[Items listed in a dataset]
───

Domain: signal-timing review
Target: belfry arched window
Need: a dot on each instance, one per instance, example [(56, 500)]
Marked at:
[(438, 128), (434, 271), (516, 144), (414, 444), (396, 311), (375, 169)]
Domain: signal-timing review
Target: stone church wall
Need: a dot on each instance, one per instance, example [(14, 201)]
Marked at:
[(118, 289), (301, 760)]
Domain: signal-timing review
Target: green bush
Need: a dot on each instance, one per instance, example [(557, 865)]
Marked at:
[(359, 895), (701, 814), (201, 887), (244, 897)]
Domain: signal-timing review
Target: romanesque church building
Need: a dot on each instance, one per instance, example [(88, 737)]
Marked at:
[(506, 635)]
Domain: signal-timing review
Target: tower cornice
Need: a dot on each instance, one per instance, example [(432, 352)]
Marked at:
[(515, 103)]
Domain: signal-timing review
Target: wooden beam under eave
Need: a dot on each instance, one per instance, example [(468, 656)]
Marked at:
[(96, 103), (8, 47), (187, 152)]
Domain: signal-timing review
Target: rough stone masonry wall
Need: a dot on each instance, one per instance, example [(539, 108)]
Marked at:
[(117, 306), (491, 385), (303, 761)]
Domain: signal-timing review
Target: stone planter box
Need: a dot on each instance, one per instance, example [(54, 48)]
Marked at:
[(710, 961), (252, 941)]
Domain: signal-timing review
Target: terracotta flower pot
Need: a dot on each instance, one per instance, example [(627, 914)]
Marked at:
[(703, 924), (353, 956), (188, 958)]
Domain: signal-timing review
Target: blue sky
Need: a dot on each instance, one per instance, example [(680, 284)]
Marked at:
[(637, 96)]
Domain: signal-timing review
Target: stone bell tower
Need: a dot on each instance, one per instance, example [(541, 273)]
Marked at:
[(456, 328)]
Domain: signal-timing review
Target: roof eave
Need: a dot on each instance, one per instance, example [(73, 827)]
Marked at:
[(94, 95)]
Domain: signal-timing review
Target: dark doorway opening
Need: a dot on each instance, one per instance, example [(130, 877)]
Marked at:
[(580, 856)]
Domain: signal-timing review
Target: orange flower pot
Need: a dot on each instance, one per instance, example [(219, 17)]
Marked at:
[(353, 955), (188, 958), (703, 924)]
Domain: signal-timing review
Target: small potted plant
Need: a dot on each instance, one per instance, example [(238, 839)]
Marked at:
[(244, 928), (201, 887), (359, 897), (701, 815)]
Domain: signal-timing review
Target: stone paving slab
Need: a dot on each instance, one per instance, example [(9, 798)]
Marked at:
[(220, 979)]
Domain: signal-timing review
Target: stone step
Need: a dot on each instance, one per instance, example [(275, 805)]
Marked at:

───

Exercise:
Write out all of the records again, swapping "a dot" for "a point" everywhere and leaving everything else unchanged.

Exercise answer:
Domain: signal-timing review
Target: belfry arched window
Need: a point on each instance, one per instance, example [(56, 500)]
Marked at:
[(438, 128), (434, 271), (516, 144), (414, 444), (396, 311), (375, 169)]
Domain: signal-timing review
Target: stone church wall
Need: a point on each instance, one per instance, example [(14, 201)]
Marked at:
[(118, 289), (301, 760)]
Domain: signal-timing review
Target: green bush
Need: a point on each instance, one per instance, example [(557, 865)]
Marked at:
[(359, 895), (701, 814), (201, 887), (244, 897)]
Domain: signal-timing review
Target: romanesque church building
Need: a point on each instance, one per instance, example [(88, 737)]
Marked at:
[(506, 635)]
Domain: signal-timing review
Target: tower cornice
Need: a point on each instance, one per instance, example [(432, 352)]
Marked at:
[(515, 103)]
Domain: signal-timing review
Target: wooden beam under eave
Need: a point on each instance, one per instance, example [(468, 656)]
Marked at:
[(96, 103), (8, 47), (187, 152)]
Domain: signal-timing review
Target: rough stone masonry wall
Need: a point on each instance, one per instance, example [(539, 108)]
Marked at:
[(117, 306), (491, 385), (303, 761)]
Domain: signal-timing review
Target: stone planter box
Need: a point on each instance, one per instance, example [(54, 48)]
Marked at:
[(710, 961), (252, 941)]
Domain: signal-timing review
Target: terracotta flower pot
Need: a point on each instance, one per instance, example [(627, 914)]
Marked at:
[(703, 924), (353, 956), (188, 958)]
Domain: signal-timing review
Target: blue sky
Need: a point on each instance, one per instance, example [(680, 284)]
Marked at:
[(637, 96)]
Domain: signal-timing review
Target: stone bell tower
Need: a point on each instance, one per instance, example [(541, 273)]
Marked at:
[(456, 328)]
Domain: signal-timing review
Target: roof eave
Need: a point on each instance, one per instance, example [(73, 827)]
Marked at:
[(94, 95)]
Domain: signal-timing review
Target: dark doorway opening
Need: a point on each instance, one per instance, example [(130, 877)]
Marked at:
[(580, 856)]
Domain: signal-timing review
Target: orange flower pot
Need: a point on each instance, one per instance, example [(219, 17)]
Marked at:
[(353, 955), (188, 958), (703, 924)]
Domain: signal-timing review
Target: small potted plant
Need: a point on each instance, one per instance, example [(238, 839)]
Marked at:
[(244, 928), (201, 887), (359, 897), (701, 815)]
Domain: signal-timing review
Target: stone paving slab
Need: a point on each instance, one per instance, example [(9, 798)]
Marked at:
[(220, 979)]
Domain: signal-timing review
Target: stone step
Need: a point on each instance, one per instance, example [(275, 805)]
Marked at:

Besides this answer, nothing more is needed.